◆ **What is asked**
Duplicate the lines of the material below, starting at the line that contains "logo in the histology slide image provided." and ending at the line that contains "[321,178,375,206]", with both of those lines included.

◆ **Image annotation data**
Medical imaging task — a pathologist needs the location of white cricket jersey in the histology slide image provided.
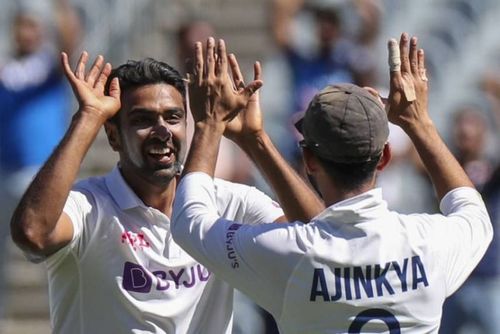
[42,168,283,334]
[172,173,492,334]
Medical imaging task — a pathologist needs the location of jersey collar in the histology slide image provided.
[106,166,147,210]
[313,188,387,223]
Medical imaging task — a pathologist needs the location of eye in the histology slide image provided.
[166,113,184,124]
[130,114,154,126]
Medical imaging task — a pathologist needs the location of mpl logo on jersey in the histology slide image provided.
[121,231,151,250]
[122,261,211,293]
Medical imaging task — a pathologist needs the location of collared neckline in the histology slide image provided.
[313,188,387,223]
[105,166,148,210]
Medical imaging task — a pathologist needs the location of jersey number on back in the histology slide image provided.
[348,308,401,334]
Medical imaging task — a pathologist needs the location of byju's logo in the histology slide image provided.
[122,262,210,293]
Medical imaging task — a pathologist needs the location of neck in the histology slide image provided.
[121,171,177,218]
[321,178,375,206]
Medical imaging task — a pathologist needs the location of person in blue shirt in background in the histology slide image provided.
[0,0,80,318]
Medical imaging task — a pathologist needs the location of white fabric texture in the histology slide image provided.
[172,173,492,334]
[46,168,283,334]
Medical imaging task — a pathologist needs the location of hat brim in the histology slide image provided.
[294,116,304,135]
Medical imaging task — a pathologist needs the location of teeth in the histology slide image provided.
[149,147,172,154]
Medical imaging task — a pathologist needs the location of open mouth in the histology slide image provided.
[147,147,175,165]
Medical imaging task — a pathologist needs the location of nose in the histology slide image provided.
[152,116,172,141]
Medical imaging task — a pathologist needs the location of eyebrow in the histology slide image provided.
[129,107,186,116]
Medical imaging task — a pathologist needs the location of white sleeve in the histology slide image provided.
[437,187,493,296]
[214,179,285,225]
[171,173,301,313]
[48,189,97,265]
[245,187,285,224]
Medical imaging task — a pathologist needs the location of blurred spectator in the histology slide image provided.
[0,0,80,315]
[270,0,381,168]
[453,106,493,191]
[440,106,500,334]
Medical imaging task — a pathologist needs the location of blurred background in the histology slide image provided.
[0,0,500,334]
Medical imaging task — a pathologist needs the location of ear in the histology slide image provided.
[377,143,392,170]
[104,120,121,152]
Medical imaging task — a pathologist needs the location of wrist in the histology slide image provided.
[75,106,108,126]
[400,118,437,138]
[194,120,226,136]
[238,130,271,154]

◆ **Task solution**
Medical imaging task — a pathologist needs the location of byju's logo in the histology slide image provided.
[122,262,210,293]
Medical imaging task — a pathologist needs the location of neck in the histology slide image provided.
[121,171,177,218]
[321,178,375,206]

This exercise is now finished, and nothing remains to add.